Einde inhoudsopgave
Verdrag betreffende de sociale zekerheid van rijnvarenden (herzien)
Artikel 33
Geldend
Geldend vanaf 01-12-1987
- Bronpublicatie:
30-11-1979, Trb. 1981, 43 (uitgifte: 02-03-1981, kamerstukken/regelingnummer: -)
- Inwerkingtreding
01-12-1987
- Bronpublicatie inwerkingtreding:
24-12-1987, Trb. 1987, 191 (uitgifte: 01-01-1987, kamerstukken/regelingnummer: -)
- Vakgebied(en)
Internationaal publiekrecht / Verdragenrecht
Internationale sociale zekerheid / Algemeen
1.
Het orgaan van iedere Verdragsluitende Partij waarvan de wetgeving op de rijnvarende van toepassing is geweest, stelt overeenkomstig de door dit orgaan toegepaste wetgeving vast of de betrokkene aan de gestelde voorwaarden voor het recht op uitkeringen voldoet, eventueel met inachtneming van artikel 28, derde lid en artikel 32.
2.
::::::
* OPDRACHT *
Bewerk het gedeelte van het tekstfragment dat begint bij "Het orgaan van" en eindigt bij "en artikel 32.": vervang "voorwaarden" door "vereisten" en geef het resultaat weer.
::::::
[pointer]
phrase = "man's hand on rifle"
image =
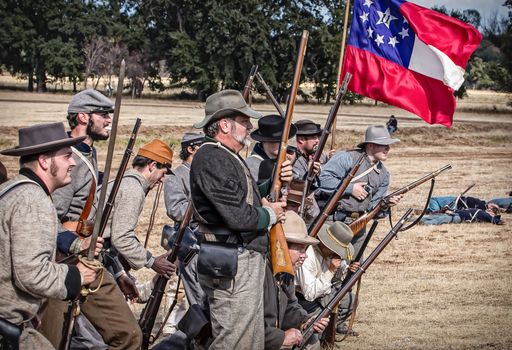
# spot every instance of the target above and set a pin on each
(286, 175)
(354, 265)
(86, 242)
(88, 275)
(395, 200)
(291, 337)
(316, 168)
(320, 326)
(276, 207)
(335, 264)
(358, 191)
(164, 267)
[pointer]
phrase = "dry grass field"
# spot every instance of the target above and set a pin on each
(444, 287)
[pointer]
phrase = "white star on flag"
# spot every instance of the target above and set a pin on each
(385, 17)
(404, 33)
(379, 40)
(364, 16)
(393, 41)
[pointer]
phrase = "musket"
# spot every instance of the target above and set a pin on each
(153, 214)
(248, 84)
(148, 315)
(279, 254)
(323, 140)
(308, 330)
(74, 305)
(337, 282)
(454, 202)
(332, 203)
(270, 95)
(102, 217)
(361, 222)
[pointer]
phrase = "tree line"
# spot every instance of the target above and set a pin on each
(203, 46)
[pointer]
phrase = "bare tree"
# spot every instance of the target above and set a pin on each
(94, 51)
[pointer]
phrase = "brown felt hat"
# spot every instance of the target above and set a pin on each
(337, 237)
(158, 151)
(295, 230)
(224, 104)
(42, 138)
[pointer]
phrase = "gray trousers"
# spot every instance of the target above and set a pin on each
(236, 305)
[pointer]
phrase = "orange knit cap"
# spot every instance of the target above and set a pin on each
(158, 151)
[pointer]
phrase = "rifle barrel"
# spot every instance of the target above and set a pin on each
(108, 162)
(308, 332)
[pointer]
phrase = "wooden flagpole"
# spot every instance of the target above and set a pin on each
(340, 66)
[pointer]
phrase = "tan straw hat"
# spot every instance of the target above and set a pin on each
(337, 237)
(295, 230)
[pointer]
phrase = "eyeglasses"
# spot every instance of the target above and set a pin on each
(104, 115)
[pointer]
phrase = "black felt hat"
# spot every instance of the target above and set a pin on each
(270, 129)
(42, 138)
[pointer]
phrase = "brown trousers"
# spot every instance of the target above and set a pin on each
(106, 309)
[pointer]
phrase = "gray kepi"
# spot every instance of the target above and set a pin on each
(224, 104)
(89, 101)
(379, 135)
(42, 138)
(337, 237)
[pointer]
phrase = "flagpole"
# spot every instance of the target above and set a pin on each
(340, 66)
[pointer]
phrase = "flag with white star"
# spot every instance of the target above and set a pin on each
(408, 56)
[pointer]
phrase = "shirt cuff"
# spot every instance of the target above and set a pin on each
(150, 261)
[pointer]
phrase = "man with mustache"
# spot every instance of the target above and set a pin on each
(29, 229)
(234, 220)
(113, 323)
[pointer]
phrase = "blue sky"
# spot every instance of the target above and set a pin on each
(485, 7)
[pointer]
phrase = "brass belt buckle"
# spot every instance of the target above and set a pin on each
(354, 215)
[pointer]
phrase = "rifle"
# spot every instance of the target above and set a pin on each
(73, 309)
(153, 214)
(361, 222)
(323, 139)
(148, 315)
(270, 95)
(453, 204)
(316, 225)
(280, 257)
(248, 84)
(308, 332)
::::::
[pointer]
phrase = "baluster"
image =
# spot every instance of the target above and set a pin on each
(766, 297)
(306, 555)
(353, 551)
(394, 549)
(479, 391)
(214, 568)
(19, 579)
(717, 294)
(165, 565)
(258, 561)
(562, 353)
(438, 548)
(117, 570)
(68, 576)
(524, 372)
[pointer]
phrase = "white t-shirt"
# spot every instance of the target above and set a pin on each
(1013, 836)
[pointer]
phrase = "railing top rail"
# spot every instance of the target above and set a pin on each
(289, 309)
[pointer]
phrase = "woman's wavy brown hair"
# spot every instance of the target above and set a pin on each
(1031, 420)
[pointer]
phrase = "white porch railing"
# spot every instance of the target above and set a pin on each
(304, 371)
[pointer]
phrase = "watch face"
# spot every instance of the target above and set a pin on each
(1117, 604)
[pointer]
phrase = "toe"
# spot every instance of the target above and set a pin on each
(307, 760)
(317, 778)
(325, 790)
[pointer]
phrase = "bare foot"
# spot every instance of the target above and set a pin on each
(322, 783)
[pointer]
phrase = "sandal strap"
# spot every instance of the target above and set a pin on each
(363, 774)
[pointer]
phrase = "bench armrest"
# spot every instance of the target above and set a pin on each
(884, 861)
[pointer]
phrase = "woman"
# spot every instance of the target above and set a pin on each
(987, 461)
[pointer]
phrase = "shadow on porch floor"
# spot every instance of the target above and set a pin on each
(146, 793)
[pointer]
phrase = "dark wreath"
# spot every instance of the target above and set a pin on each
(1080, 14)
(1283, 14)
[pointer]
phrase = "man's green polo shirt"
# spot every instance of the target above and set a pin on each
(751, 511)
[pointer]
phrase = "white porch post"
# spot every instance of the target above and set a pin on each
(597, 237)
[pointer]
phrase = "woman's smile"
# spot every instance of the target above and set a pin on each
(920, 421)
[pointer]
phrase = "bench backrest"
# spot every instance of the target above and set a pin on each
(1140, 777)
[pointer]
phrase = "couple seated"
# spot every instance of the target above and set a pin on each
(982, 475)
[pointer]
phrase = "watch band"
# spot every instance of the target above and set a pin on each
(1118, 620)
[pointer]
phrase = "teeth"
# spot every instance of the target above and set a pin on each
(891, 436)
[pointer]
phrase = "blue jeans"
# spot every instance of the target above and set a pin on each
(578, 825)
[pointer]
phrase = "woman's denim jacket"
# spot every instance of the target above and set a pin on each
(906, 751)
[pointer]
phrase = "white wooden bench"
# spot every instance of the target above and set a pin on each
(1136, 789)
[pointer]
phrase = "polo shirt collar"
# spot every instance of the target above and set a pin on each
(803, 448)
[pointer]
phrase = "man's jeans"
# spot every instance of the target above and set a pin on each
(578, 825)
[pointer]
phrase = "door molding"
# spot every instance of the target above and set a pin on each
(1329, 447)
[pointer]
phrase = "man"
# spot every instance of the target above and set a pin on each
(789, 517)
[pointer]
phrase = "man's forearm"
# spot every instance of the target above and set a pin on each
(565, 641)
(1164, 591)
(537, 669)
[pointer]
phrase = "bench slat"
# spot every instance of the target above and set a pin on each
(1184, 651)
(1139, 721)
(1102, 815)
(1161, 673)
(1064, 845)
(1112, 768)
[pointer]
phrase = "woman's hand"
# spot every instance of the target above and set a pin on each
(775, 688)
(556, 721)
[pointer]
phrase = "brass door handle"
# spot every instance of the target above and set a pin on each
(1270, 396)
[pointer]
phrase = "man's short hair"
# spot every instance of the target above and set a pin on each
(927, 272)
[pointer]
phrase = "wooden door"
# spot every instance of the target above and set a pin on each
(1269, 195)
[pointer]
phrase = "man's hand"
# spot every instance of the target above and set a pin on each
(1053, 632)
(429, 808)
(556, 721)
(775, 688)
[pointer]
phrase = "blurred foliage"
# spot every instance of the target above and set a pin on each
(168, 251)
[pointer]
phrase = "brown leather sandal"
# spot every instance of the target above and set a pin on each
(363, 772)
::::::
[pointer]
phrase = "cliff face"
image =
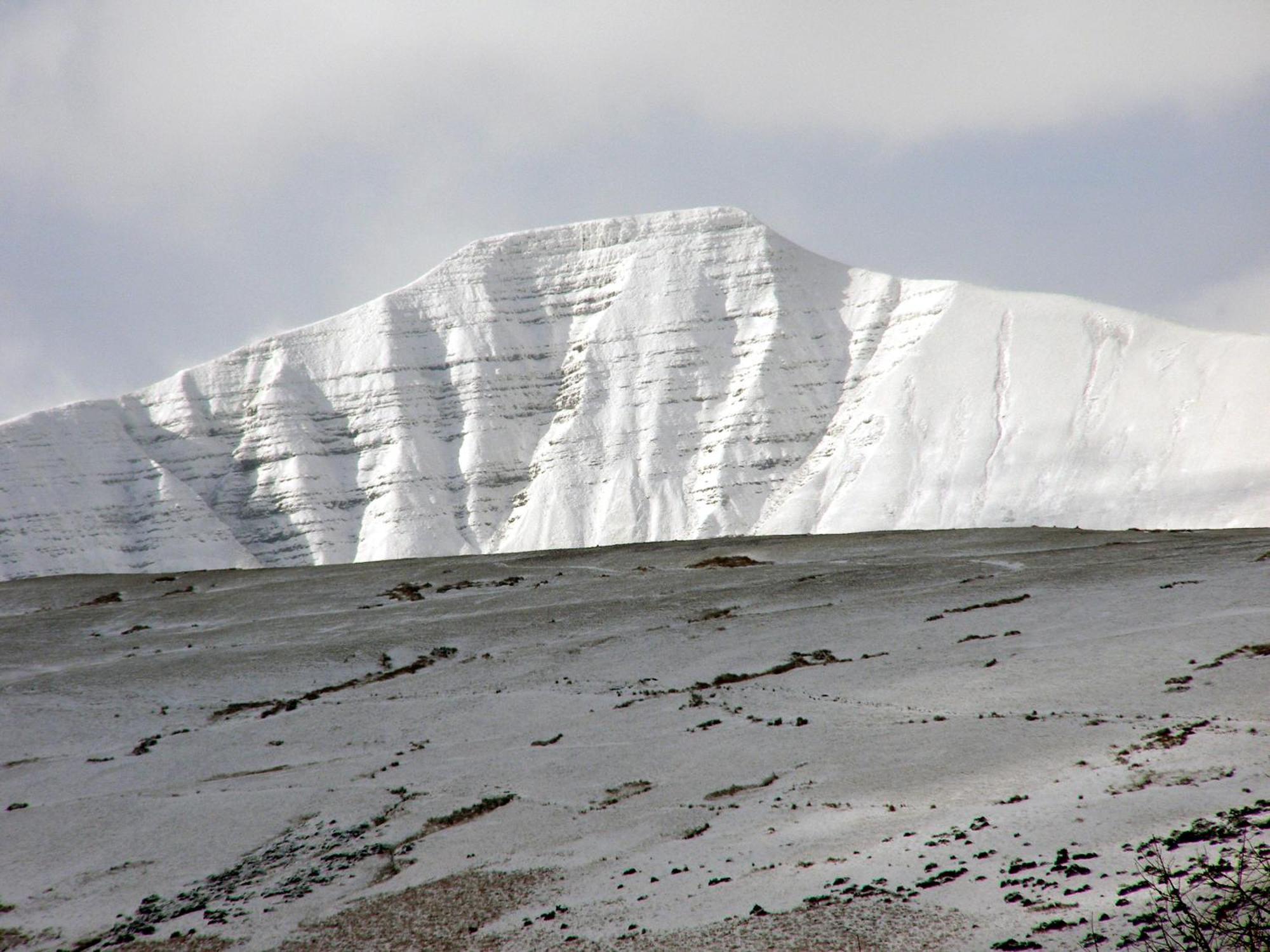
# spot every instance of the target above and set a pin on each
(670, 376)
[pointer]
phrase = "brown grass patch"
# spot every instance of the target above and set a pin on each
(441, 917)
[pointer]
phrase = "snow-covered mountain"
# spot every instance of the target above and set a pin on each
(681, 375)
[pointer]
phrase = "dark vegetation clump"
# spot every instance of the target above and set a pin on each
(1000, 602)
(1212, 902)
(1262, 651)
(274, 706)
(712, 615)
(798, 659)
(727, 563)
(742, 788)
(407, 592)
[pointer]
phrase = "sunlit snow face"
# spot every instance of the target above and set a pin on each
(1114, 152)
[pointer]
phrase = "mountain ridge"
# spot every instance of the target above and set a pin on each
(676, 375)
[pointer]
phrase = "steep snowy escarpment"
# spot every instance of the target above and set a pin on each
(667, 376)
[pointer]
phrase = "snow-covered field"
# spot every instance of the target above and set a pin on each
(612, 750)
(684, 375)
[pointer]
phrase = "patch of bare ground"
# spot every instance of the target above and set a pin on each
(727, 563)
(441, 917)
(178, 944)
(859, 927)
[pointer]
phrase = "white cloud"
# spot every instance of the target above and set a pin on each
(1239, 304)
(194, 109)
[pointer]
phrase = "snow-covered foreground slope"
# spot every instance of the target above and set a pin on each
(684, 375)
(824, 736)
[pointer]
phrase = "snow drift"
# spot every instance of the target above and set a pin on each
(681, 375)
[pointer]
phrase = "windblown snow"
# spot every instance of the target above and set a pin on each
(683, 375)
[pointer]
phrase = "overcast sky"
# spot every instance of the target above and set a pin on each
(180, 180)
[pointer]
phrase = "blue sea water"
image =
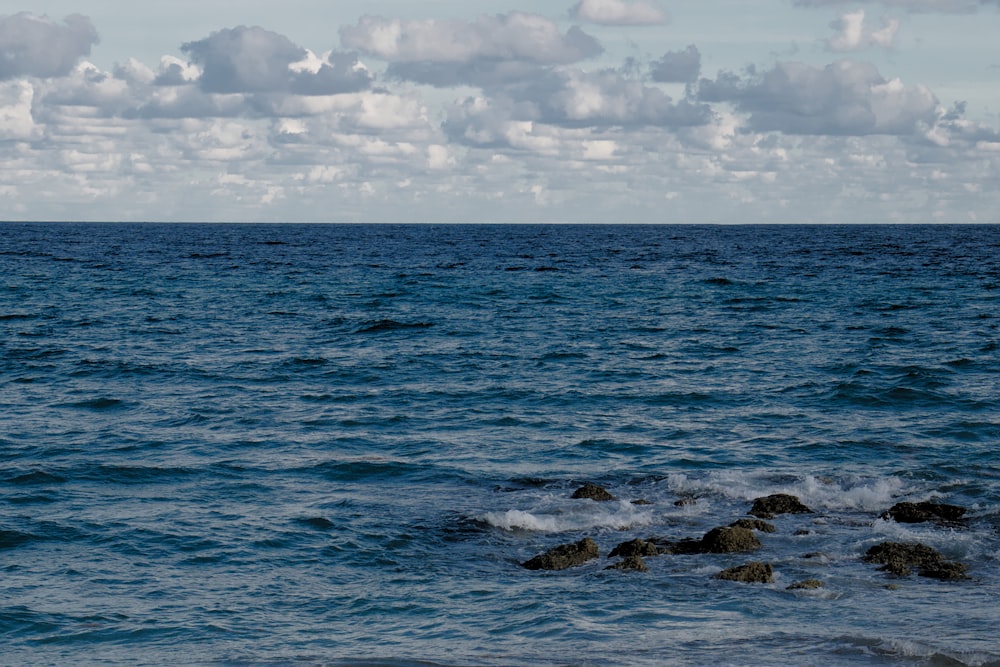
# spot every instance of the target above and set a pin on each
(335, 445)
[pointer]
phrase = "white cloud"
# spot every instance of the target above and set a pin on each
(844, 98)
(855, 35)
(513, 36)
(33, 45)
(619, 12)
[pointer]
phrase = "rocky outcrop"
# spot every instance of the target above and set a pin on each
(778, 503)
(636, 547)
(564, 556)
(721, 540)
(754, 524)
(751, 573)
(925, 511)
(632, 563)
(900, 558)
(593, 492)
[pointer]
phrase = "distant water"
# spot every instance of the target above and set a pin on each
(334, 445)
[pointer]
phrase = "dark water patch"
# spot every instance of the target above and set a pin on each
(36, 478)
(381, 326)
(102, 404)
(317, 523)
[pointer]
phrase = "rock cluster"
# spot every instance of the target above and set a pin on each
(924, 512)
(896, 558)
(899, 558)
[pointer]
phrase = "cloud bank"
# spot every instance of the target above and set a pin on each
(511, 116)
::::::
* ANTWOORD *
Het orgaan van iedere Verdragsluitende Partij waarvan de wetgeving op de rijnvarende van toepassing is geweest, stelt overeenkomstig de door dit orgaan toegepaste wetgeving vast of de betrokkene aan de gestelde vereisten voor het recht op uitkeringen voldoet, eventueel met inachtneming van artikel 28, derde lid en artikel 32.